> **Brano fornito**
■ ■ ■ ■ ■

Secondo il modello comumente accettato, l’Universo si starebbe espandendo a un tasso sempre più rapido, trascinato dalla misteriosa energia oscura, una forma di energia ancora principalmente sconosciuta, che alcuni fisici credono permeare tutto lo Spazio. Questo modello di Universo in fase di espansione accelerata è basato sulle osservazioni che sono state premiate, nel 2011, con il premio Nobel per la Fisica. Eppure qualcuno ne mette in dubbio la veridicità. Ma andiamo con ordine.
Gli scienziati che hanno contribuito ad elaborare questo modello, tra cui Brian P. Schmidt, hanno scoperto infatti, indipendentemente, che molte supernovae situate a grandi distanze dal nostro pianeta apparivano meno luminose del previsto: esse si sarebbero quindi allontanate dalla Terra molto più di quanto avrebbero dovuto se l’espansione dell’Universo fosse stata costante. Questo indicherebbe quindi che la velocità con cui stelle e galassie si stanno allontanando le une dalle altre sta aumentando: in poche parole, qualcosa sta facendo sì che l’Universo si espanda sempre più velocemente.
Eppure, spiega uno studio pubblicato sull’Astrophysical Journal, la scoperta di una nuova popolazione di supernovae, mai osservate in precedenza, potrebbe indicare che il tasso di espansione dell’Universo non starebbe crescendo poi così rapidamente.
Il team di ricercatori, condotti da Peter A. Milne dell’University of Arizona, ha infatti scoperto che le supernovae di tipo Ia, considerate così simili tra loro da poter essere usate dai cosmologi come segnali luminosi per sondare le profondità dell’Universo, non sono poi così uniformi come previsto. Esse possono infatti essere divise in diverse popolazioni, così come, ad esempio, le lampadine da 100-watt variano leggermente in luminosità le une dalle altre. “Abbiamo scoperto che queste differenze non sono random, ma ci permettono di separare le supernovae in due gruppi,” ha spiegato Milne: “E il gruppo che è in minoranza nelle vicinanze della nostra galassia è di fatto in maggioranza a grandi distanze.”
Milne ha anche aggiunto che ci sono diverse popolazioni di supernovae che ancora non sono state identificate e che, di conseguenza, l’assunzione che le supernovae siano sempre le stesse in tutto l’Universo, su cui si reggono i modelli attuali, non è più stabile come si credeva. “L’idea su cui si regge il modello attuale è che le supernovae di tipo Ia abbiano tutte la stessa luminosità e che esplodano tutte allo stesso modo. Per questo sono state usate come sorta una sorta di pietra miliare”, ha continuato Milne.

■ ■ ■ ■ ■

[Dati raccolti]
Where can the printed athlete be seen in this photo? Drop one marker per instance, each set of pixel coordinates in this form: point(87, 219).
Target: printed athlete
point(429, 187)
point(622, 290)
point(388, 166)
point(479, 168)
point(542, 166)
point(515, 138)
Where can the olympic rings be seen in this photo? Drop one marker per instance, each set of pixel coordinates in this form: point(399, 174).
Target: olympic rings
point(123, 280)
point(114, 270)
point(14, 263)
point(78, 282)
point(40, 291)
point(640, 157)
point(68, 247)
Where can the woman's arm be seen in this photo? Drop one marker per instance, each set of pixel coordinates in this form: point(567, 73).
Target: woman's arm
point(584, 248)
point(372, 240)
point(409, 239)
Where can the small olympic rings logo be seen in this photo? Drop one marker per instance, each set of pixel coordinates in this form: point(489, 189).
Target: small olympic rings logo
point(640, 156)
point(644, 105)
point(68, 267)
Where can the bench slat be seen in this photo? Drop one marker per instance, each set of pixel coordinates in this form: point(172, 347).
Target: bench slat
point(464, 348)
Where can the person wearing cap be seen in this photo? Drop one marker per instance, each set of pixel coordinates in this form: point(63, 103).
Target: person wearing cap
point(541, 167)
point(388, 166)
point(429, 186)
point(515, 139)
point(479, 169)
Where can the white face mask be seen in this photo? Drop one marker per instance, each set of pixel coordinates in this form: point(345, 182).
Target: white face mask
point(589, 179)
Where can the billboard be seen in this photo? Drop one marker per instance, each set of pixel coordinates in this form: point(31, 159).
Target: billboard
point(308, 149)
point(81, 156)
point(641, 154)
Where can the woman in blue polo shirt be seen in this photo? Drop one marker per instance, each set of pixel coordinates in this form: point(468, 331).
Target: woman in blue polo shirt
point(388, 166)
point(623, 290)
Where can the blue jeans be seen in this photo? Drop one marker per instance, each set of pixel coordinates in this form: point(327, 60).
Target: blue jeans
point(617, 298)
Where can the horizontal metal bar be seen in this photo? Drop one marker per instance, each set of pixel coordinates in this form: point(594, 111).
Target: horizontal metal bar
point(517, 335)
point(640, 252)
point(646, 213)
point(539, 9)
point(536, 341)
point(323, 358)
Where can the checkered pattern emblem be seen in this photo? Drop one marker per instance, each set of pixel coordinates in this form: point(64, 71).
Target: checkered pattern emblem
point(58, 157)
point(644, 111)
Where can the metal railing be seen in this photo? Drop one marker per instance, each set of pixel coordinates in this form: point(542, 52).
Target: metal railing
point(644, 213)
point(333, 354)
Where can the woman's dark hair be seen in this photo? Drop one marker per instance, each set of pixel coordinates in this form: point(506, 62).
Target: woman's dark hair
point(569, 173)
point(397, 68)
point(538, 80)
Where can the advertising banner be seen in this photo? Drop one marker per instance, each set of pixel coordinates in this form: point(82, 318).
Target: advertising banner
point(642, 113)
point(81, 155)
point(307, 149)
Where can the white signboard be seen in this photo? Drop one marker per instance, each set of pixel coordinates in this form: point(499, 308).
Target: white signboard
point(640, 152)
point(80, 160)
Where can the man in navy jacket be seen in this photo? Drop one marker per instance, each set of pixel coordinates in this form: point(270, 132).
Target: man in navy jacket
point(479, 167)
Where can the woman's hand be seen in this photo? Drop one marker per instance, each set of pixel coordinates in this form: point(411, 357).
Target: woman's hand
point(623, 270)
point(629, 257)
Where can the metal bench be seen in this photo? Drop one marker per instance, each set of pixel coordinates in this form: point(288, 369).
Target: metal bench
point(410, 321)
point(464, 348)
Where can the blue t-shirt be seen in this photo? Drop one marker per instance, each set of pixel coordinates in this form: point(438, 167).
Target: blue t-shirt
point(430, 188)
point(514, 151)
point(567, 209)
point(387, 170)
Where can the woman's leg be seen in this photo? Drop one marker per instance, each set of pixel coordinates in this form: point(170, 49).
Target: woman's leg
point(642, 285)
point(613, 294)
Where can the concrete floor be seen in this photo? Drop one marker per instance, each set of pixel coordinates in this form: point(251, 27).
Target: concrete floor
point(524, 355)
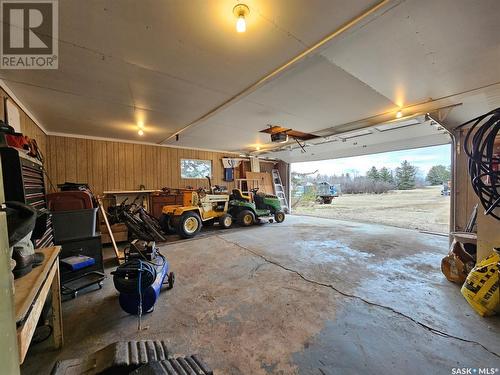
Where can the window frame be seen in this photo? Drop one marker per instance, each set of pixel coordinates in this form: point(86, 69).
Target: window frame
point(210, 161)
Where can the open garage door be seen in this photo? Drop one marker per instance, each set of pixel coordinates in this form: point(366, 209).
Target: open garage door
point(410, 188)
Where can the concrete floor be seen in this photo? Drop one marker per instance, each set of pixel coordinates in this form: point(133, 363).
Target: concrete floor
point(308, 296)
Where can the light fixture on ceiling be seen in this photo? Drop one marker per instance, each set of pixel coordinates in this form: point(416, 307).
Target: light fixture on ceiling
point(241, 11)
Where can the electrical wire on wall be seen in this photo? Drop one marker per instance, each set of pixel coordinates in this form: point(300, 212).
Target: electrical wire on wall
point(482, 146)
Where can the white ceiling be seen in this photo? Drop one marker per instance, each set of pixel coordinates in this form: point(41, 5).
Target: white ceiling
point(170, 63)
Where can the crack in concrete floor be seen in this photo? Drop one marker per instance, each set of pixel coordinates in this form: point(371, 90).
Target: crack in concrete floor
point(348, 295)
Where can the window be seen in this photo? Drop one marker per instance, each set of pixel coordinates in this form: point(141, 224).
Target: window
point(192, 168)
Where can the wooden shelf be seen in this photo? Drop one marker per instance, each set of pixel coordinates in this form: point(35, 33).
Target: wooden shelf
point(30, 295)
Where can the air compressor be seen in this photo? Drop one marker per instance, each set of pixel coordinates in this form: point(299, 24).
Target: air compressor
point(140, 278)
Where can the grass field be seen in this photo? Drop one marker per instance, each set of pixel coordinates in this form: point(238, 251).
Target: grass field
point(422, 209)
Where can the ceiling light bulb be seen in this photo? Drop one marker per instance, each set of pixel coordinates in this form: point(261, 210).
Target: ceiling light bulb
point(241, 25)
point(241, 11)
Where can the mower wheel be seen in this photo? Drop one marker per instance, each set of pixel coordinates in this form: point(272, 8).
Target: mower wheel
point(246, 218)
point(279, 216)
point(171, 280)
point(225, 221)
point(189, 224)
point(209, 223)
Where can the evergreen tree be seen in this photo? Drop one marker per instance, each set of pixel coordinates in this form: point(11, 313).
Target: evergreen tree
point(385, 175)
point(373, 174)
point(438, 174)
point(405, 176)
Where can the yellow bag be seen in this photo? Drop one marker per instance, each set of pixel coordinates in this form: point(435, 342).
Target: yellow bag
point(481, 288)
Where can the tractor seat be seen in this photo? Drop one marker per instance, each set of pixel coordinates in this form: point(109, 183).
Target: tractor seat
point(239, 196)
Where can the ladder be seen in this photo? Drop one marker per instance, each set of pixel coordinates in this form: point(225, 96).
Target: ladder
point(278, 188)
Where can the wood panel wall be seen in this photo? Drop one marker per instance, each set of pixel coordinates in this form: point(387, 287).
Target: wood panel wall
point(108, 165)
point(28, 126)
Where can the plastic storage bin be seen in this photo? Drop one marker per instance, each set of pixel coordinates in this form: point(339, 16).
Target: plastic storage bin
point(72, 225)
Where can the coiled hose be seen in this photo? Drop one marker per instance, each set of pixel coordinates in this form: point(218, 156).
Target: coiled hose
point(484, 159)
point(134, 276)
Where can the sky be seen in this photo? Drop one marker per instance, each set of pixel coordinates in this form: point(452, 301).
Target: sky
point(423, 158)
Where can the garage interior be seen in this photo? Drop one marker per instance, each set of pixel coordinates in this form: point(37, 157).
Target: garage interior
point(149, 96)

■ ■ ■ ■ ■

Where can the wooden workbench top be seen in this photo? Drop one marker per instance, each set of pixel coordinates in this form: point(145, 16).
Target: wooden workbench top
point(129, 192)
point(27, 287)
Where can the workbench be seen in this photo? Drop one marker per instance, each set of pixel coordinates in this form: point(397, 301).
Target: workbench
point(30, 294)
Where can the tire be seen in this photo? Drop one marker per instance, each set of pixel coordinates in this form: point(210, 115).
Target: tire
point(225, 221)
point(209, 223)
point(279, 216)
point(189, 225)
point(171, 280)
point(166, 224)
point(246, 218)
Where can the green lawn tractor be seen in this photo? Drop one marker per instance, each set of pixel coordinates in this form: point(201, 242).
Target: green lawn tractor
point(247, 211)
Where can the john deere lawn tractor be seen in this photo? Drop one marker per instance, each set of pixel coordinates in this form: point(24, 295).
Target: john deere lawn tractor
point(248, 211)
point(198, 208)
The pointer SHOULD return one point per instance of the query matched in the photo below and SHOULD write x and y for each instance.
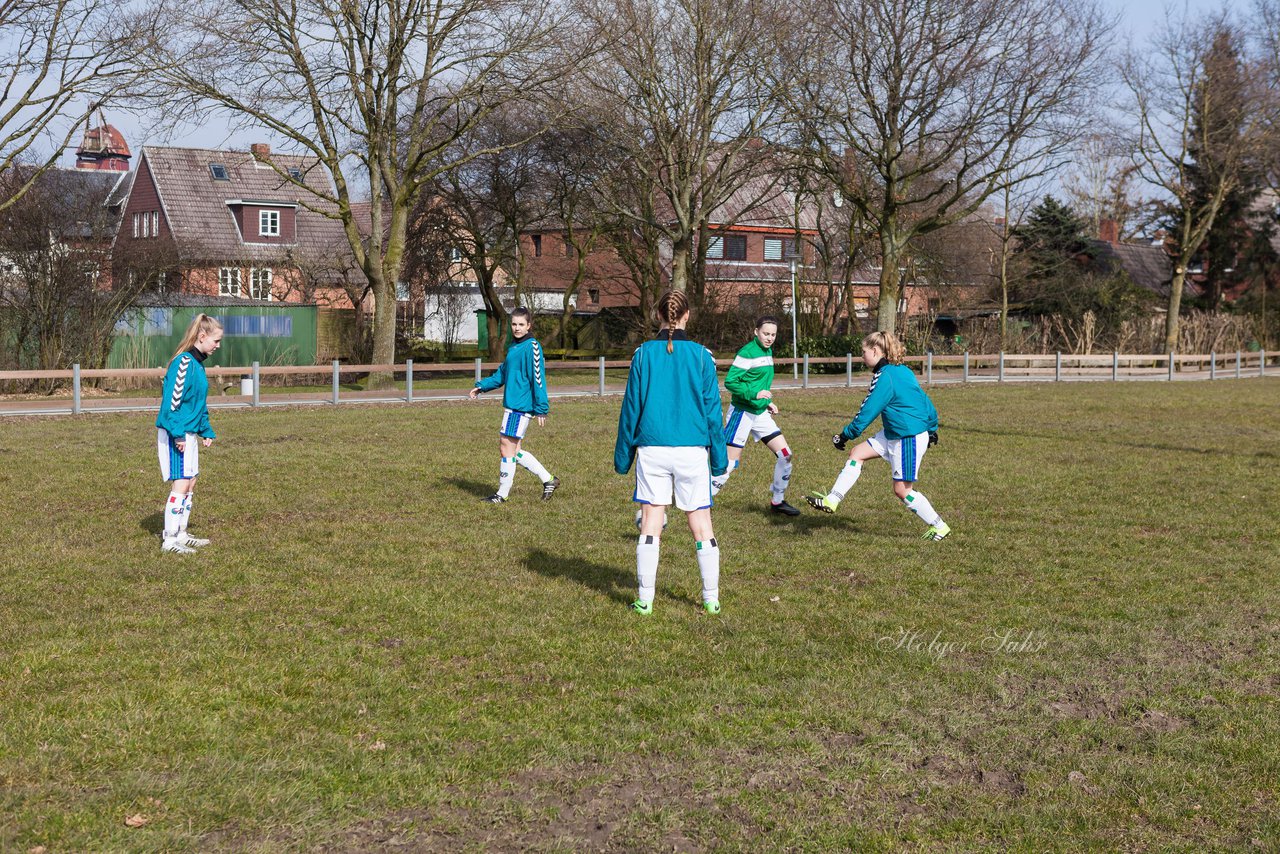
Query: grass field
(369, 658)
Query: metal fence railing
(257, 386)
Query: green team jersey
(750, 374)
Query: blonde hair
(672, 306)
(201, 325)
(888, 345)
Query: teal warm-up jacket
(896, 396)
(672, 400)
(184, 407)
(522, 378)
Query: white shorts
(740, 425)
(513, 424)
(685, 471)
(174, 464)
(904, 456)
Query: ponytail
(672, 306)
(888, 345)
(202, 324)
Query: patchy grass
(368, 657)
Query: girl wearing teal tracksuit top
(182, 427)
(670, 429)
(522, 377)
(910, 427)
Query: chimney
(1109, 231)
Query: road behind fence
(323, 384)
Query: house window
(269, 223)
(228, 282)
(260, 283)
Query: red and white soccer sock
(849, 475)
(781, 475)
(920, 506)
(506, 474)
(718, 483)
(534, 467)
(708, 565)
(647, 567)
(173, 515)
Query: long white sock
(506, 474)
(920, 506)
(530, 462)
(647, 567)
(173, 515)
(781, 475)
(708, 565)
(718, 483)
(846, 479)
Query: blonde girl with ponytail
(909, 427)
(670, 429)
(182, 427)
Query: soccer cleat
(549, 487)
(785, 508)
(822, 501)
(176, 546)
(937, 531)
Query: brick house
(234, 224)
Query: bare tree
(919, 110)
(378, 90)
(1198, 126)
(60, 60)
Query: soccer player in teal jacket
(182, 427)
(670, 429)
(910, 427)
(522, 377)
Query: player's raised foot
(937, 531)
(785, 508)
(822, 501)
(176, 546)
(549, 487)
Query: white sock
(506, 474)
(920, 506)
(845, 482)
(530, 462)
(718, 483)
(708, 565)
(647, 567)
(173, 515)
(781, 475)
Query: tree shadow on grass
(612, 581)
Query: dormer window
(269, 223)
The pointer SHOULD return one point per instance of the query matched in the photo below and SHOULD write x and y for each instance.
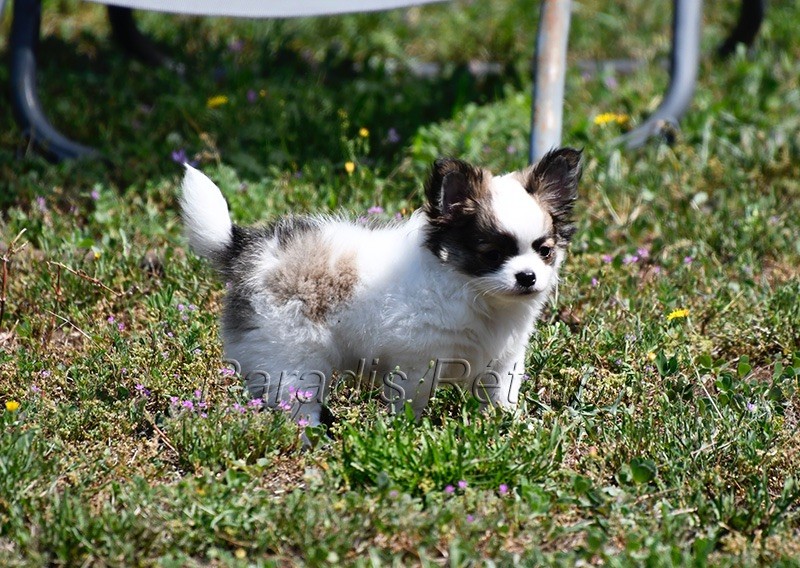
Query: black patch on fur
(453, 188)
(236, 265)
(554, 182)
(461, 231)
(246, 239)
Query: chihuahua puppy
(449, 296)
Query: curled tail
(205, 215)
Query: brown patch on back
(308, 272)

■ ■ ■ ■ ■

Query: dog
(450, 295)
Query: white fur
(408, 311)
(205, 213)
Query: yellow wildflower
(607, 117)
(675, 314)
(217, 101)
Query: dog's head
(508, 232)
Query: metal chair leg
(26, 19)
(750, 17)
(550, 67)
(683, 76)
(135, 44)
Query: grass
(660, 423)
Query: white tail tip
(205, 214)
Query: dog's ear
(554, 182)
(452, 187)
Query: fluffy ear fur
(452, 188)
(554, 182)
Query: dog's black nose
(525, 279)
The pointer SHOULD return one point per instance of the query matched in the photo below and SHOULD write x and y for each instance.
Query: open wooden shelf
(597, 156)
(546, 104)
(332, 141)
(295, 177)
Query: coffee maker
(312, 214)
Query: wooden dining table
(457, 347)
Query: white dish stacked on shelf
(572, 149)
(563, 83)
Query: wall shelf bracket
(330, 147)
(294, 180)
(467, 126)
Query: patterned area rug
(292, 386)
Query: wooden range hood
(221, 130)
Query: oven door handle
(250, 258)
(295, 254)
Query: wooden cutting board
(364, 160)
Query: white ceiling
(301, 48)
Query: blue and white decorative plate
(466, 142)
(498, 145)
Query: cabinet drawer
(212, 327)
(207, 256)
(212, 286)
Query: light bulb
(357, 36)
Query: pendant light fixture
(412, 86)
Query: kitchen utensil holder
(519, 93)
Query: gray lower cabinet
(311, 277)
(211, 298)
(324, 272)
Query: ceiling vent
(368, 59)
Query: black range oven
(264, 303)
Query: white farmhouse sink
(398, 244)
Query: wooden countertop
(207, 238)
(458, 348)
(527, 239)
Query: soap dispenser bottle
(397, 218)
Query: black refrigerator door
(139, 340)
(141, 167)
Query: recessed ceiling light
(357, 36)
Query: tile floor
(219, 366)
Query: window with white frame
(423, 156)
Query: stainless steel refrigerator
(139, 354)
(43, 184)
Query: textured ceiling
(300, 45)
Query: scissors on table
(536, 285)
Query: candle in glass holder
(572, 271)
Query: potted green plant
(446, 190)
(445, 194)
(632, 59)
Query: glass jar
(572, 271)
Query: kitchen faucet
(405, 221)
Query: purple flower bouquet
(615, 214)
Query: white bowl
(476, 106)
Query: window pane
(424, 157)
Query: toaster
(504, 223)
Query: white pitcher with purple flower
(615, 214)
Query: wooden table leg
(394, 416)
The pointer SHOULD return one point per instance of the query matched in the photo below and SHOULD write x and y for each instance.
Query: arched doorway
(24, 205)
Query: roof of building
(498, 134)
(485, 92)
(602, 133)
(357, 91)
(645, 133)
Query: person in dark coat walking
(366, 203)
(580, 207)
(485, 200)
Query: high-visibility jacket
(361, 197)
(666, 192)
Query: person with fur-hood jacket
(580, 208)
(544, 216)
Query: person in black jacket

■ ■ ■ ■ ■

> **Compito da svolgere**
Trascrivi una parte del testo sull'espansione dell'Universo, cominciando dalle parole "Gli scienziati che" e fermandoti dopo "poi così rapidamente.".

> **Soluzione del compito**
Gli scienziati che hanno contribuito ad elaborare questo modello, tra cui Brian P. Schmidt, hanno scoperto infatti, indipendentemente, che molte supernovae situate a grandi distanze dal nostro pianeta apparivano meno luminose del previsto: esse si sarebbero quindi allontanate dalla Terra molto più di quanto avrebbero dovuto se l’espansione dell’Universo fosse stata costante. Questo indicherebbe quindi che la velocità con cui stelle e galassie si stanno allontanando le une dalle altre sta aumentando: in poche parole, qualcosa sta facendo sì che l’Universo si espanda sempre più velocemente.
Eppure, spiega uno studio pubblicato sull’Astrophysical Journal, la scoperta di una nuova popolazione di supernovae, mai osservate in precedenza, potrebbe indicare che il tasso di espansione dell’Universo non starebbe crescendo poi così rapidamente.